> Given request
Give the records back in full, exactly as they read.

Pointing dataset records
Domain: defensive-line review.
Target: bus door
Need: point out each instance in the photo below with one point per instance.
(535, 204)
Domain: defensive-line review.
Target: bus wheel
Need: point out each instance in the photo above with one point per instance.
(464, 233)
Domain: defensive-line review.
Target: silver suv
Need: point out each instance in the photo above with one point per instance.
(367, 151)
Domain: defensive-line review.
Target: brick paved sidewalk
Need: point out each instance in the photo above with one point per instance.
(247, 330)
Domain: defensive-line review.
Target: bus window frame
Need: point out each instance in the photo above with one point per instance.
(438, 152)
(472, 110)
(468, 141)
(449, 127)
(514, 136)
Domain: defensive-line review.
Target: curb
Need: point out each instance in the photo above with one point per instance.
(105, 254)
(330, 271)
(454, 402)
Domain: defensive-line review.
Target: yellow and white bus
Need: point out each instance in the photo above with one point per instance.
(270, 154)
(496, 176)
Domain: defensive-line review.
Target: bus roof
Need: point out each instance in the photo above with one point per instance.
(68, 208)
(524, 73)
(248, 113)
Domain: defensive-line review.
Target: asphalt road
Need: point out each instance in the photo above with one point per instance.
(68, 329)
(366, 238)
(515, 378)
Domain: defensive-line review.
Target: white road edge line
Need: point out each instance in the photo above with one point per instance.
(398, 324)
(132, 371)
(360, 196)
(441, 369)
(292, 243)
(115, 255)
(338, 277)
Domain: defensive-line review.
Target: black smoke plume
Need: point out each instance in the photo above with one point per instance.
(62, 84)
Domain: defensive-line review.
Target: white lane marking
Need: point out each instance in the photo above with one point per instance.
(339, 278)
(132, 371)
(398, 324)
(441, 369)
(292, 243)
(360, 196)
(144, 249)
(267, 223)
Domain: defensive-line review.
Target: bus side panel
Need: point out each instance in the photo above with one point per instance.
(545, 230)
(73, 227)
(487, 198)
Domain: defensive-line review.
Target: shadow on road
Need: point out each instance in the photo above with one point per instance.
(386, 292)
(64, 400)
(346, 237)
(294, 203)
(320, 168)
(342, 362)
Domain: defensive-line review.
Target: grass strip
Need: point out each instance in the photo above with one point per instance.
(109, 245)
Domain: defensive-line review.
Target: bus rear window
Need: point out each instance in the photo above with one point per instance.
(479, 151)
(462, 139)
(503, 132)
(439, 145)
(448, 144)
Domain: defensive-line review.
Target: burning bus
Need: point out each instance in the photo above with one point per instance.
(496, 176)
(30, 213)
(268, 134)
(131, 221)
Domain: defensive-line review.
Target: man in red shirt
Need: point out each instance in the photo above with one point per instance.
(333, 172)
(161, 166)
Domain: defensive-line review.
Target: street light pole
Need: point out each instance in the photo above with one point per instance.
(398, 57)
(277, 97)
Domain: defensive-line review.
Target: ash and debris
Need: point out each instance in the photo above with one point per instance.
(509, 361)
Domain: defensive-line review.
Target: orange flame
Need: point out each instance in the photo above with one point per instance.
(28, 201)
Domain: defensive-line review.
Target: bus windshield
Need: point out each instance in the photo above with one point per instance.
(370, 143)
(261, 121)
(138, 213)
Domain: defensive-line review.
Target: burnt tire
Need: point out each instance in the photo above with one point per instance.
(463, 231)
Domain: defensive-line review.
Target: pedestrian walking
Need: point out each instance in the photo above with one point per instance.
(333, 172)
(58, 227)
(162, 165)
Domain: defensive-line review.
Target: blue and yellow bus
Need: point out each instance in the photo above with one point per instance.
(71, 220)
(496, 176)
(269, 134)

> Full output
Domain: defensive-line review.
Target: bus door
Need: point out each instance in the photo below with one point per instance.
(535, 204)
Domain: defensive-line review.
Target: bus wheel
Need: point out each instance in the photo above with one point per instance.
(464, 233)
Domain: defensive-line review.
Target: silver suv
Need: point out each instance in the photo above with one point per instance.
(367, 151)
Domain: defensive-line review.
Target: brick paved sidewalk
Need: point out each instance in the photo above with one point per instance.
(247, 330)
Domain: defensive-line review.
Target: bus window frame
Need: point out each instance in the photo above with one point per instance.
(438, 152)
(472, 110)
(468, 141)
(449, 127)
(514, 136)
Domain: defensive-line review.
Target: curb
Need: point out each instance in the photo above with one point per instance.
(105, 254)
(330, 271)
(454, 402)
Domain: defensive-line review.
Target: yellow and white bus
Need: point out each instance in the photo above with one point per instance.
(270, 154)
(496, 176)
Domain: defensive-line review.
Target: bus roof
Need: point out each instance in the photo above with one point per instance.
(68, 208)
(524, 73)
(248, 113)
Domain: defensive-line review.
Target: asphalt road
Need: point out each instance in the photo above with one point per instance.
(68, 329)
(366, 238)
(515, 378)
Domain: defensive-line review.
Target: white road edge line
Need: point out each instance in the photo above with one point per instance.
(398, 324)
(132, 371)
(360, 196)
(441, 369)
(292, 243)
(115, 255)
(338, 277)
Domain: defensive-line review.
Target: black smoke plume
Need: point out each instance in the photo above with one point per instance.
(62, 84)
Domain: defensive-line review.
Target: white lane marking
Need: point out each instance in the photo above with one point per instance.
(339, 278)
(132, 371)
(398, 324)
(441, 369)
(292, 243)
(360, 196)
(144, 249)
(267, 223)
Domain: defensive-line review.
Target: bus side panel
Need: point out each instance in the photo above with one point per instance.
(545, 230)
(73, 227)
(487, 198)
Domain: defensive-line review.
Target: shadow on road
Need: point out each instance in the photo above with one point per instance.
(386, 292)
(64, 400)
(346, 237)
(294, 203)
(320, 168)
(342, 362)
Domain: defensive-line review.
Target: grass strip
Need: point out each instance in the photo above with one point per instance.
(109, 245)
Domain: defensive-line review.
Target: bus rear window
Need: point out each instance in the photo above with one point per instance.
(479, 151)
(462, 139)
(503, 132)
(439, 145)
(448, 144)
Domain: defensive-line review.
Target: burning bus
Need: point out each instance in the photo above with one point per instance.
(496, 176)
(30, 213)
(268, 134)
(131, 221)
Domain: defensive-line review.
Target: man in red shirt
Need: point out each instance in the photo above with one point per instance.
(333, 172)
(161, 166)
Domain: defensive-line review.
Target: street light pole
Need: point out each instance in the photo above with one point per instance.
(398, 57)
(277, 97)
Domain: defensive-line review.
Target: ash and debris
Need: point out each instance in the photo above with one point per instance.
(509, 361)
Domain: defensive-line review.
Target: orange flame
Need: point out each instance in the photo above with one point per instance.
(28, 201)
Domain: defensive-line review.
Target: bus windshield
Need: point out each instance in the photo above with one point per instance.
(370, 143)
(261, 121)
(138, 213)
Domain: defensive-line review.
Target: burnt tire
Need: point out each instance in the photo above with one point per instance.
(463, 231)
Domain: defensive-line review.
Target: pedestrian walking
Need: point out each instance in the photo above with one point per instance.
(333, 172)
(58, 227)
(162, 165)
Domain: defensive-line review.
Target: blue and yellow bus
Need: point out each instance in the photo above with one point per instance.
(71, 220)
(496, 176)
(269, 134)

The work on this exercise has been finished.